[Activity]:
How many lines below include the string "jacket"? State the number alone.

[Records from a data collection]
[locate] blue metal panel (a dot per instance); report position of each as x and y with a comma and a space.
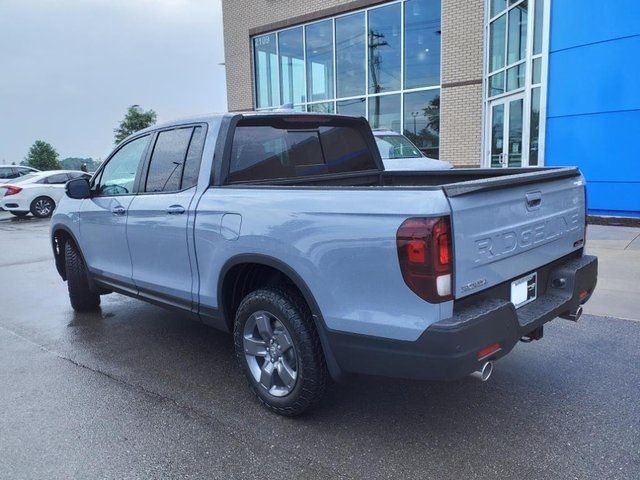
593, 106
580, 22
601, 77
605, 146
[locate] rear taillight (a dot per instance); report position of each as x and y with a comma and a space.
11, 190
426, 257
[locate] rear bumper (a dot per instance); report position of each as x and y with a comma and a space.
448, 349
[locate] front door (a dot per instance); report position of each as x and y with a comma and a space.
506, 140
159, 217
103, 234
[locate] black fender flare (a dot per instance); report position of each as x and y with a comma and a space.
59, 259
334, 369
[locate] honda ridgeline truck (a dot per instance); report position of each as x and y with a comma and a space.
286, 230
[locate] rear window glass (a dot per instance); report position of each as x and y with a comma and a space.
167, 160
263, 152
194, 155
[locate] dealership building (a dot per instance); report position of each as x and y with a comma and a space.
490, 83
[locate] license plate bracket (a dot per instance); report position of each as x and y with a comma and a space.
524, 290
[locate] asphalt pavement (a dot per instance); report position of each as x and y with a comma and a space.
136, 391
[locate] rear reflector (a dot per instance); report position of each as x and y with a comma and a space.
488, 351
11, 190
426, 257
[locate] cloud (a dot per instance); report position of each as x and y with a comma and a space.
71, 68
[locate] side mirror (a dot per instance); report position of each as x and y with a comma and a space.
78, 188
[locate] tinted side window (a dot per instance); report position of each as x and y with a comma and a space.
119, 174
57, 179
261, 152
194, 156
167, 160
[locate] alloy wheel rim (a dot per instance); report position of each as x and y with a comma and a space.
270, 353
43, 207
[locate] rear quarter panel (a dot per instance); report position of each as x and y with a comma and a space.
341, 242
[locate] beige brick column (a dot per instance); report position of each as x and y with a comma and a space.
461, 95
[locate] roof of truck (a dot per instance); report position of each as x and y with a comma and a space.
212, 117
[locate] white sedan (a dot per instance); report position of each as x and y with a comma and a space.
37, 193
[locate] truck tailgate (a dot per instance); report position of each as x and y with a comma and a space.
505, 229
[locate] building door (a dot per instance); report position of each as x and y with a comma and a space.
506, 135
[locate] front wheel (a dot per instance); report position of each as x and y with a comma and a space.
278, 349
82, 298
42, 207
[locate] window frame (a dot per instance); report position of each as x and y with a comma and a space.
147, 161
97, 177
225, 141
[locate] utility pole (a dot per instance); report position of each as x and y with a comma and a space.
376, 40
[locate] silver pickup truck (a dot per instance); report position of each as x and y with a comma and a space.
286, 230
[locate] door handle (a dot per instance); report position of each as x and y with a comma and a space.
118, 210
175, 210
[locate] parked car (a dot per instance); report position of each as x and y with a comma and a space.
37, 192
286, 230
10, 172
399, 153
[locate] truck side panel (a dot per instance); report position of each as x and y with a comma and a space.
341, 242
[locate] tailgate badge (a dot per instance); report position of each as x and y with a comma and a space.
474, 285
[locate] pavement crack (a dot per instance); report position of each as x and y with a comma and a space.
237, 433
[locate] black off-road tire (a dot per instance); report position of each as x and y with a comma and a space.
83, 299
294, 313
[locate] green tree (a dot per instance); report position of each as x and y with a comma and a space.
42, 156
135, 119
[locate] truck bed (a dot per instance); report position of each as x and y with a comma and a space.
454, 182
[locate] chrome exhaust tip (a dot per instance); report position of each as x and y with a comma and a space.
574, 316
484, 373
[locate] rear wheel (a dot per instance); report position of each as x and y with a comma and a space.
42, 207
278, 349
82, 298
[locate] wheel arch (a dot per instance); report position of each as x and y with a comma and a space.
226, 301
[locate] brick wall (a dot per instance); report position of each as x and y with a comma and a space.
461, 97
462, 47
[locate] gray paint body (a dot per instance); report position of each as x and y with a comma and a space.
341, 242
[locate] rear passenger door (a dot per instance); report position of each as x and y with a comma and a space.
160, 214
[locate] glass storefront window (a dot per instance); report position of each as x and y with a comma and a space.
355, 107
319, 43
497, 32
516, 77
517, 41
385, 49
422, 120
324, 107
384, 112
536, 70
291, 65
266, 66
350, 55
537, 27
497, 6
496, 84
421, 43
534, 127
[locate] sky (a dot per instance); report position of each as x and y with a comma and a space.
69, 69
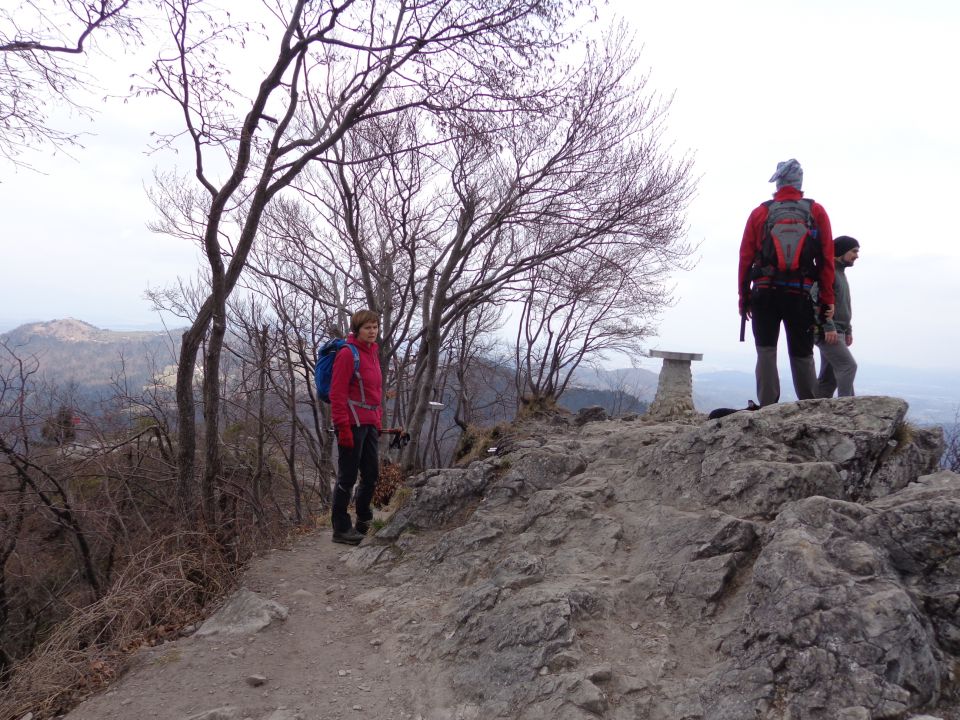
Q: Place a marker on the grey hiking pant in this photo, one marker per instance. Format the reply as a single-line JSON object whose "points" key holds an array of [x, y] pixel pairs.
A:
{"points": [[837, 369]]}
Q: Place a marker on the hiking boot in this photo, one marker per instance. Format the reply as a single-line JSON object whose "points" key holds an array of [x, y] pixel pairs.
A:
{"points": [[347, 537]]}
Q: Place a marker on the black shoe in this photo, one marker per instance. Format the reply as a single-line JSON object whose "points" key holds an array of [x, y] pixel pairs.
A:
{"points": [[347, 537]]}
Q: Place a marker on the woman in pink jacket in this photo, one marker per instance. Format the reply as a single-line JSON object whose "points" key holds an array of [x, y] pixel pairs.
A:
{"points": [[355, 394]]}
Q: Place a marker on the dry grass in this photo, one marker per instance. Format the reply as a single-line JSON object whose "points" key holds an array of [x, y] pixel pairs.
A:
{"points": [[159, 590], [391, 478]]}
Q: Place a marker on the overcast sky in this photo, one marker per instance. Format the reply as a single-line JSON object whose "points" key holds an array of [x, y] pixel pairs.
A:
{"points": [[863, 94]]}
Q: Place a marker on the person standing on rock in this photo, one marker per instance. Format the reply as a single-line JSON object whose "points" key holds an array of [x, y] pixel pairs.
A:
{"points": [[837, 365], [355, 394], [787, 247]]}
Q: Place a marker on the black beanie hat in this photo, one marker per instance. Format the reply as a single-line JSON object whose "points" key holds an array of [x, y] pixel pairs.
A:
{"points": [[843, 244]]}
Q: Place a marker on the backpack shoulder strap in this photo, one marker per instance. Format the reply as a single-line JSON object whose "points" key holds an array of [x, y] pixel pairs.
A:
{"points": [[356, 358]]}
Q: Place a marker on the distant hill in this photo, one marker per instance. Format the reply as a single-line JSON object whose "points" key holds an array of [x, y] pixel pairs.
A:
{"points": [[72, 352]]}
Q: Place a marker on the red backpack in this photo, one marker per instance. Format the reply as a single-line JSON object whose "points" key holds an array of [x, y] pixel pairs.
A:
{"points": [[790, 249]]}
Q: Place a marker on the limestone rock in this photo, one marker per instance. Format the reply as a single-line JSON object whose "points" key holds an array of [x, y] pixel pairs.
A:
{"points": [[798, 561], [243, 614]]}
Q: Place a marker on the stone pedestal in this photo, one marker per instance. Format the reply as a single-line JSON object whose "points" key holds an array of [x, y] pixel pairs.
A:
{"points": [[674, 400]]}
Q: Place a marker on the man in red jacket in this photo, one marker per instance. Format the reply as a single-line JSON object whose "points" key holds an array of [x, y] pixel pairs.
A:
{"points": [[356, 413], [787, 246]]}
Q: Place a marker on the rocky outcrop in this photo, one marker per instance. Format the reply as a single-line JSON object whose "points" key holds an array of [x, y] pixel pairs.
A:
{"points": [[801, 561]]}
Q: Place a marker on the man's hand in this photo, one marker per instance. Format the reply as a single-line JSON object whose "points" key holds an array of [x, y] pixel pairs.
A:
{"points": [[345, 436]]}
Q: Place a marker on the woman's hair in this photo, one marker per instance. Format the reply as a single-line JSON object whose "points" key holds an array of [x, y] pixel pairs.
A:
{"points": [[361, 318]]}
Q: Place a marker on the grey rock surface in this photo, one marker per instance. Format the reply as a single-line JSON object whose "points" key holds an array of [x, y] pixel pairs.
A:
{"points": [[244, 613], [801, 561]]}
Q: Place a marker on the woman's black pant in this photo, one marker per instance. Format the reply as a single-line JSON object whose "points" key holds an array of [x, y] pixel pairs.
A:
{"points": [[362, 459], [795, 310]]}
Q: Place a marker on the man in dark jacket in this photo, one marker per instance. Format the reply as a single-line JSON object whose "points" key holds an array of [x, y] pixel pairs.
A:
{"points": [[770, 295], [837, 366]]}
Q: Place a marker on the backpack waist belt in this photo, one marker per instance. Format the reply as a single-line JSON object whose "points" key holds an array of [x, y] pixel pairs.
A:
{"points": [[801, 285], [354, 404]]}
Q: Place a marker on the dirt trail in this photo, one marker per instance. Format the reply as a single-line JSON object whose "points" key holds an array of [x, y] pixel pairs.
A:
{"points": [[327, 661]]}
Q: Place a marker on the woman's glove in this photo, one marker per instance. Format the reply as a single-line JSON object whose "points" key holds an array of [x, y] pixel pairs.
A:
{"points": [[345, 436]]}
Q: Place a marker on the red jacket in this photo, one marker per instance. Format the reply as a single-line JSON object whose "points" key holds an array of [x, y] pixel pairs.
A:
{"points": [[348, 405], [753, 237]]}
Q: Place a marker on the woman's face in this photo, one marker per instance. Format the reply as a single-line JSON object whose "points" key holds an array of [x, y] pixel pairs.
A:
{"points": [[368, 332]]}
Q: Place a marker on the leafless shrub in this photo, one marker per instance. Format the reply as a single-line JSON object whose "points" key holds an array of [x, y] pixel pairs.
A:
{"points": [[159, 590]]}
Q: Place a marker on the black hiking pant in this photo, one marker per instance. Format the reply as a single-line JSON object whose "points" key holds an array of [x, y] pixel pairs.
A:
{"points": [[795, 310], [362, 459]]}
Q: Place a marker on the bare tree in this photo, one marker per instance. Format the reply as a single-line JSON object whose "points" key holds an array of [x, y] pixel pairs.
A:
{"points": [[334, 67], [432, 225], [40, 44]]}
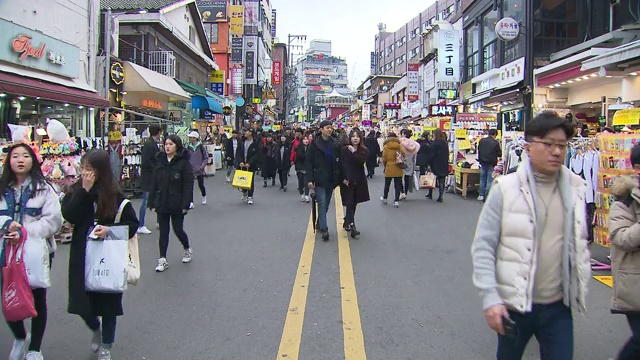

[Completed task]:
4